Text shown below:

As a 9 year old, I had to hide my love for Madonna when she came out with "Like A Prayer." Then, at 16 years old and when I was about to come out to him, Ellen Degeneres beat me to it and his absolute disgust told me I'd better hide my queerness. After that, I had to hide anytime I had a relationship with someone who wasn't a cisgender male. I was willing to be quiet about those things when it was just my heart I had to worry about. When it's my children's hearts, though, I'm not so willing to overlook the devastation that is identity erasure.

My definition of unconditional love is just that: unconditional. My estranged father will not talk about my daughter's pronouns, nor will he even answer the direct question of whether he'll honor her pronouns upon request. Though done with a smile, this identity erasure is a form of insidious violence that I refuse to subject my children to. Though he insists he would never hurt my children — and I know he truly believes this — what he doesn't get is that in many ways silent violence is worse. It's the kind of violence that turns hatred inward. It's the kind of violence that causes kids to contemplate suicide and feel totally alone in the world. The reason I know this is because I was one of those kids.

End of Text shown.
Extracted entries below:

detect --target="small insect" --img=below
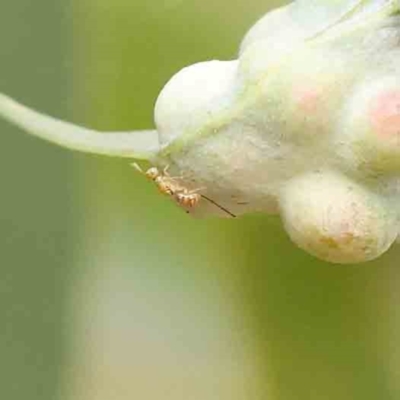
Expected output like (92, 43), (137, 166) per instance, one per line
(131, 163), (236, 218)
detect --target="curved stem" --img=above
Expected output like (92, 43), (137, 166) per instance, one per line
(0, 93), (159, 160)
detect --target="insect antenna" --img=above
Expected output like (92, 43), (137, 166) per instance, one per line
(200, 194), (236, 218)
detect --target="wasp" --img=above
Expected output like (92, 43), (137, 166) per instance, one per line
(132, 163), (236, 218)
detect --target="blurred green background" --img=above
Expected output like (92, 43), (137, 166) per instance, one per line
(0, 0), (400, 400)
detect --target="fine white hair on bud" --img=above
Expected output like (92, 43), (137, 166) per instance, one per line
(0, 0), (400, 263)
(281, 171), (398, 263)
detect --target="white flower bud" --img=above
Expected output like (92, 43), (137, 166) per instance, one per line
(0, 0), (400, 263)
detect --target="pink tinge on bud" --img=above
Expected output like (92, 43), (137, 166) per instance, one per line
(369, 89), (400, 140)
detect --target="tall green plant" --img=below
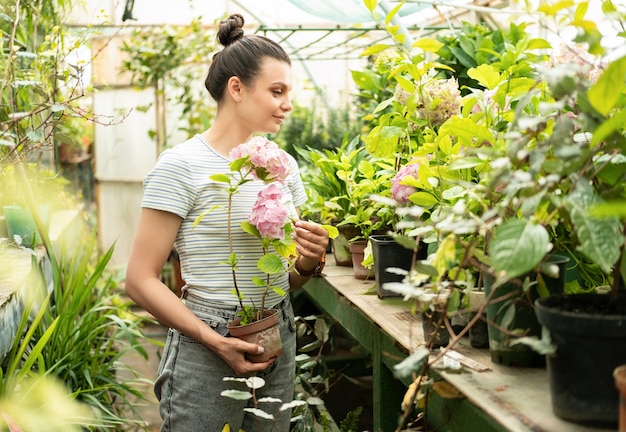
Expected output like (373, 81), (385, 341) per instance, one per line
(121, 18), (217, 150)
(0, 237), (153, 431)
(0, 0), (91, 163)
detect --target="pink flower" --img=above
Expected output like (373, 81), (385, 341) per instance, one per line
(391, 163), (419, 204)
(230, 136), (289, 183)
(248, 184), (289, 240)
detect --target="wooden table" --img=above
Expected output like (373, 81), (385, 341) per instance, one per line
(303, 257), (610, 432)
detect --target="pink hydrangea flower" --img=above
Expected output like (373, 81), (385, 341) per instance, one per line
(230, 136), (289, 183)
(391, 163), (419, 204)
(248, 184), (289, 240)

End of Extracted entries.
Extracted entries below:

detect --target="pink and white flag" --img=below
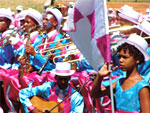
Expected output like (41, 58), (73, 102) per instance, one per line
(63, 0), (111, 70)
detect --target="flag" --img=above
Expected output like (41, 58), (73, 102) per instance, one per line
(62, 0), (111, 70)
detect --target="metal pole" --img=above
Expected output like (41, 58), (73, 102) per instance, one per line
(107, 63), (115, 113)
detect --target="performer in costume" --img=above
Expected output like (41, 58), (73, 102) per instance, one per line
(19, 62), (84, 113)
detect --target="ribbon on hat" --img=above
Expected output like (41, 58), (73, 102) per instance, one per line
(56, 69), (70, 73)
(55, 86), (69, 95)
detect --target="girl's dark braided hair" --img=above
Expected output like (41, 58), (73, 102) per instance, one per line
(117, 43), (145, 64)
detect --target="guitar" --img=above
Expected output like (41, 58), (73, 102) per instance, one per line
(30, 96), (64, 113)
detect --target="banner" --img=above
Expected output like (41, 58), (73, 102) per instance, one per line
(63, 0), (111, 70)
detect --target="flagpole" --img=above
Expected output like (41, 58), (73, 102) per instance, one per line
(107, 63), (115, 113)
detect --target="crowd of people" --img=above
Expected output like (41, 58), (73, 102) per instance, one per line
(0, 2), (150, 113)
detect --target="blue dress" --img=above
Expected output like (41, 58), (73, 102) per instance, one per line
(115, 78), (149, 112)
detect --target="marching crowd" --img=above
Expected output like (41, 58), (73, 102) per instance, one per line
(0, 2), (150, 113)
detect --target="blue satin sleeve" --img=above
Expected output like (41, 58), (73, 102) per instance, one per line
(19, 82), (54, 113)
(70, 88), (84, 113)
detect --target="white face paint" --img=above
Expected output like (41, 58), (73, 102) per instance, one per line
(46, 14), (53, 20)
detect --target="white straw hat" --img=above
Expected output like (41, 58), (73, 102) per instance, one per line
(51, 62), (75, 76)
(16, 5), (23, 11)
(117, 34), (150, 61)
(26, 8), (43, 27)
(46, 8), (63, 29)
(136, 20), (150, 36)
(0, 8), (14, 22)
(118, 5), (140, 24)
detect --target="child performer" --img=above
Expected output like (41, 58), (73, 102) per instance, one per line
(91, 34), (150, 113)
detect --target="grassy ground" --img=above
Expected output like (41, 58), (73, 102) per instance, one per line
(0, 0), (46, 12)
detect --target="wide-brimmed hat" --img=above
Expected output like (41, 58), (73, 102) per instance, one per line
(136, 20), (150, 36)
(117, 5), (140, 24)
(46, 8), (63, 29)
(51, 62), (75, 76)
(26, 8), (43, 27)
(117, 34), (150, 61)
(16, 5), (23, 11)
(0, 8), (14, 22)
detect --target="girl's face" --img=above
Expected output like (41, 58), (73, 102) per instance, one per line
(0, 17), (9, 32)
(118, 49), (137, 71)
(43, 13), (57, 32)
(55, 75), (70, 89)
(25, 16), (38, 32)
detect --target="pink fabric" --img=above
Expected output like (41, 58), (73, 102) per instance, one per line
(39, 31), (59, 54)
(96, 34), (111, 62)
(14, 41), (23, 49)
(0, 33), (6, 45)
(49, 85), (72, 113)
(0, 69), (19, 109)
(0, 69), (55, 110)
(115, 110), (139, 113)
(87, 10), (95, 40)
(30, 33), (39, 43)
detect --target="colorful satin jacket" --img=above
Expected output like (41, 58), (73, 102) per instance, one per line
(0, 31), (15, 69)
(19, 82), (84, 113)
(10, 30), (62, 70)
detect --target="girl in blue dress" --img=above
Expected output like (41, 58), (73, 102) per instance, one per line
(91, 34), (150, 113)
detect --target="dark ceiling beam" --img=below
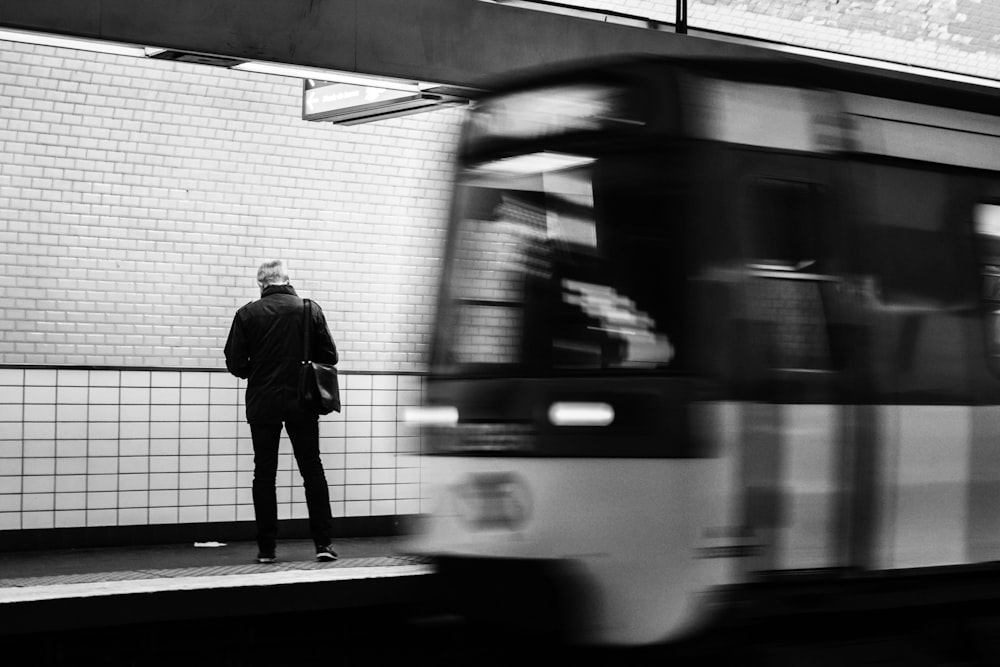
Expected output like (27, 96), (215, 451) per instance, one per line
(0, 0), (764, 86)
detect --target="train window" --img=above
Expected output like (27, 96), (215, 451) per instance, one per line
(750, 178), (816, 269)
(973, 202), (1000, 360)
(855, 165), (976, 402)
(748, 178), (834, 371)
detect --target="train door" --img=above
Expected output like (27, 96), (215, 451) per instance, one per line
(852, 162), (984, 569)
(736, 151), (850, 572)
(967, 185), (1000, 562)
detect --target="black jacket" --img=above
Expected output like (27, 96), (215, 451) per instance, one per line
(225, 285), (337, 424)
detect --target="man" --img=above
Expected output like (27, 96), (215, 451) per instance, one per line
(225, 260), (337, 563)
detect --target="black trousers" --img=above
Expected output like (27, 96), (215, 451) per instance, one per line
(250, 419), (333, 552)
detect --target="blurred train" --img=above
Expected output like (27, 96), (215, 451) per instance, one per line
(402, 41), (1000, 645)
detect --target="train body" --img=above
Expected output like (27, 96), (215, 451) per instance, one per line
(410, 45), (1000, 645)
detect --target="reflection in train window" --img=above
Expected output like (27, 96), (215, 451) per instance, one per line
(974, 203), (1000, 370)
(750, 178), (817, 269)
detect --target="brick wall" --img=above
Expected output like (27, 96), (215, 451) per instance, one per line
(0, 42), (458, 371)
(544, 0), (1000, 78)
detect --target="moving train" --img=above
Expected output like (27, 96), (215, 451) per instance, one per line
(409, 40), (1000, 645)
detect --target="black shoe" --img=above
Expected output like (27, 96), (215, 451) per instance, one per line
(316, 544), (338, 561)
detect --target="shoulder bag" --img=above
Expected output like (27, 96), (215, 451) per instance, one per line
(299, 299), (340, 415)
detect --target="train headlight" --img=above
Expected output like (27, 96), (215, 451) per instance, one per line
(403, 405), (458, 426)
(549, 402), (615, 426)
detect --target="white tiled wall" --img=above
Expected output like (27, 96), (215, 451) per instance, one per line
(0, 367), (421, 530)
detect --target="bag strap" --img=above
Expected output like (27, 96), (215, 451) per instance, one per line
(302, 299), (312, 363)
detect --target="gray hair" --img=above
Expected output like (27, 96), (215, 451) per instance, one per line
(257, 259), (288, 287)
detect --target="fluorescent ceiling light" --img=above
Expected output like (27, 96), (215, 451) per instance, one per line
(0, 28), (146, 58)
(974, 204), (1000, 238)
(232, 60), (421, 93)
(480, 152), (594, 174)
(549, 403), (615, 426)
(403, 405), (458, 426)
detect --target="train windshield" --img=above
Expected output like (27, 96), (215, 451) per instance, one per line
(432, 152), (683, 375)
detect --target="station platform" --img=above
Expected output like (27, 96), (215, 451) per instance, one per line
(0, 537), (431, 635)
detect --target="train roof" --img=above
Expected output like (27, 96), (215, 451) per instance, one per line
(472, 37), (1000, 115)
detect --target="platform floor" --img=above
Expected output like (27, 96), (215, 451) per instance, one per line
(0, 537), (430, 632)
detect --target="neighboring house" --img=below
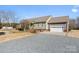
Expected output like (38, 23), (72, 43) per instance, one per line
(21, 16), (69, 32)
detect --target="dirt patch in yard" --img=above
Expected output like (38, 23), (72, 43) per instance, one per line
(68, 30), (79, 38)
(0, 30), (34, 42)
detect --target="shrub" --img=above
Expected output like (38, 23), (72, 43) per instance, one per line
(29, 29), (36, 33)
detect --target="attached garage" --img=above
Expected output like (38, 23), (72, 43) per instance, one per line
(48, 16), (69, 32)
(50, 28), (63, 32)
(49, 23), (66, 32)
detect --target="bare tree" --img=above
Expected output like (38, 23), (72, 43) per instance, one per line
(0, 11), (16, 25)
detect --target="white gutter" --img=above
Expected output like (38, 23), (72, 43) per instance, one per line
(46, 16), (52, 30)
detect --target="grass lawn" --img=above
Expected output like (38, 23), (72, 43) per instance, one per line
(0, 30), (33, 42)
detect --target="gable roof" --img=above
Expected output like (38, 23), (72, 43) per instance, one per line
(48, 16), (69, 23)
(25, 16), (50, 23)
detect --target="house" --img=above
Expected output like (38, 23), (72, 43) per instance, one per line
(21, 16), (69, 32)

End of Extracted entries.

## [Tasks to carry out]
[1] Rewrite the paragraph of the essay about identity erasure that begins "My definition of unconditional love" as a short bulleted list that keeps its main facts.
[2] Continue the essay about identity erasure, starting after its final sentence.
These rows come from a different source than the essay about identity erasure.

## [Response list]
[1]
- Unconditional love means love without conditions.
- The writer's estranged father will not discuss the writer's daughter's pronouns or say whether he would honor them if asked.
- This identity erasure, though done with a smile, is an insidious violence the writer will not subject the children to.
- The father believes he would never hurt the children, but silent violence can be worse.
- Such violence turns hatred inward and leads kids to consider suicide and feel completely alone.
- The writer knows this from having been one of those kids.

[2]
In my definition of unconditional, my son and I can get angry with one another, frustrated with a certain set of behavior, and even disagree, and still, always, love one another. I will always believe my son. I will always respect him and love him. I will show him that love by honoring his ability to self-identify.

This is one of the reasons I chose to have children with my your father, my dear son. I knew he would never expect you to hide who you are. He wants to know you fully and that might mean confronting some things he disagrees with or doesn't understand, but he will face those things head on. He will ask you to teach him when he doesn't understand, and he will never ask you to pretend to be something you're not just to make him comfortable.